* Goal *
Answer from the passage on the Borderline reading:
(a) Who had written several books about Freud?
(b) Where was the arrested actor traveling back from?
(c) Which two songs were played for the actors?

* Selected text *
——
I was also ambivalent about the journalistic process. I was full of material already; I had hardly touched on my own experience as a British Asian kid. Why were we interviewing strangers in order to generate material? Yet as we began to talk with people I found these conversations were not chatter; they were serious — some taking place over a number of days — and always moving. I was fascinated to hear strangers talk. It was something like a crude psychoanalysis, as one only had to a ask a simple question to be drawn into a whirlpool of memories, impressions, fears, terrors. (Max’s father, David Stafford-Clark, had written several interesting books about Freud.) I was shocked by how much people revealed of themselves, and how much they wanted to be known, to be understood. The community was close and supportive, but the cost of this was inhibition and constraint.
Most of the actors who took part in this year’s rehearsed reading of Borderline were younger than ten when the Southall riots took place. One of them, who had appeared in Michael Winterbottom’s ‘Guantanamo Bay’ film, had been arrested and held under the Anti-Terrorism act at Heathrow a few days before, on his way back from the Berlin Film Festival, where the movie won the Silver Bear.
The actors required a quick history lesson. We played The Specials’ ‘Ghost Town’ and The Jam’s ‘That’s Entertainment’. We mentioned monetarism, Norman Tebbit, the Falklands, the miners’ strike, and rioting in Brixton, Bristol, Liverpool — and Southall, a suburban Asian area in west London, not far from Heathrow airport, where many Asians worked.
——
* Given information *

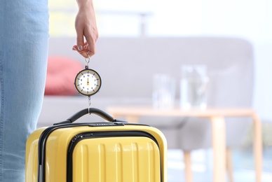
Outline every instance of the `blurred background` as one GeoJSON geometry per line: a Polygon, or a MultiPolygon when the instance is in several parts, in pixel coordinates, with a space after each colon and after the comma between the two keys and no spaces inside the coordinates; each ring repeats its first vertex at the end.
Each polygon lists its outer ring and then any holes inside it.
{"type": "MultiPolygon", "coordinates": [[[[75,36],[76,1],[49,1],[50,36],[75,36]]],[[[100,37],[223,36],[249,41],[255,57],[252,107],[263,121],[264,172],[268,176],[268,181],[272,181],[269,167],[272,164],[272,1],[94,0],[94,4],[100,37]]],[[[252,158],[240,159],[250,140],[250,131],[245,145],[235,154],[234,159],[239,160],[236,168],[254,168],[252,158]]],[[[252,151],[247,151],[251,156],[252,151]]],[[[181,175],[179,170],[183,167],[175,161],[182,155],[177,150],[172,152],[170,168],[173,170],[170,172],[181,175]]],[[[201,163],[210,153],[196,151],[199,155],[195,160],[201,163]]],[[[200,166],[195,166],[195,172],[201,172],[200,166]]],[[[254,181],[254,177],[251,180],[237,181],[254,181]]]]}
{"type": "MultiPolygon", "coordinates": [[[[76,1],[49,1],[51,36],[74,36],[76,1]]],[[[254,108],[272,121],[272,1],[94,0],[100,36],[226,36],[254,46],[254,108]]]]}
——
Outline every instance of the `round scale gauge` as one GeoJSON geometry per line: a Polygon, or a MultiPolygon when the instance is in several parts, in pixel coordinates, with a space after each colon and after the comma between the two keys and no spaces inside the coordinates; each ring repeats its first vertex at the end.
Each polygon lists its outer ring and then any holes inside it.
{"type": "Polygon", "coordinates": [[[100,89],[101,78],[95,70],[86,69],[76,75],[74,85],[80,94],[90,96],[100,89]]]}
——
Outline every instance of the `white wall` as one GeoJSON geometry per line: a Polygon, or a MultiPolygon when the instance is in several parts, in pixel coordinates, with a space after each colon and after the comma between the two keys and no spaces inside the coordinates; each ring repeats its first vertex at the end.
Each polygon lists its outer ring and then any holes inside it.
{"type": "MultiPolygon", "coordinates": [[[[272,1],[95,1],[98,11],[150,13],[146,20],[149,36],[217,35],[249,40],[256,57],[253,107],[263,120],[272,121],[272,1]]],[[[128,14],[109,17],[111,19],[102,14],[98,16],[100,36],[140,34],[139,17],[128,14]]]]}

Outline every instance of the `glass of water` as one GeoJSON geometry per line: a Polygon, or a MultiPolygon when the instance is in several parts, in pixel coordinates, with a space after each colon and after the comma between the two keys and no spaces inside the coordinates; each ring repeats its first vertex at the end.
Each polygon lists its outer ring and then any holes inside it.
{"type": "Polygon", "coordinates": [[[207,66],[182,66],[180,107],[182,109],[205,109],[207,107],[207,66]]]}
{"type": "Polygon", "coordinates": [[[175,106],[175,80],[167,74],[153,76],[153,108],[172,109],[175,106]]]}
——
* Answer to this exercise *
(a) Max's father, David Stafford-Clark
(b) The Berlin Film Festival
(c) The Specials' 'Ghost Town' and The Jam's 'That's Entertainment'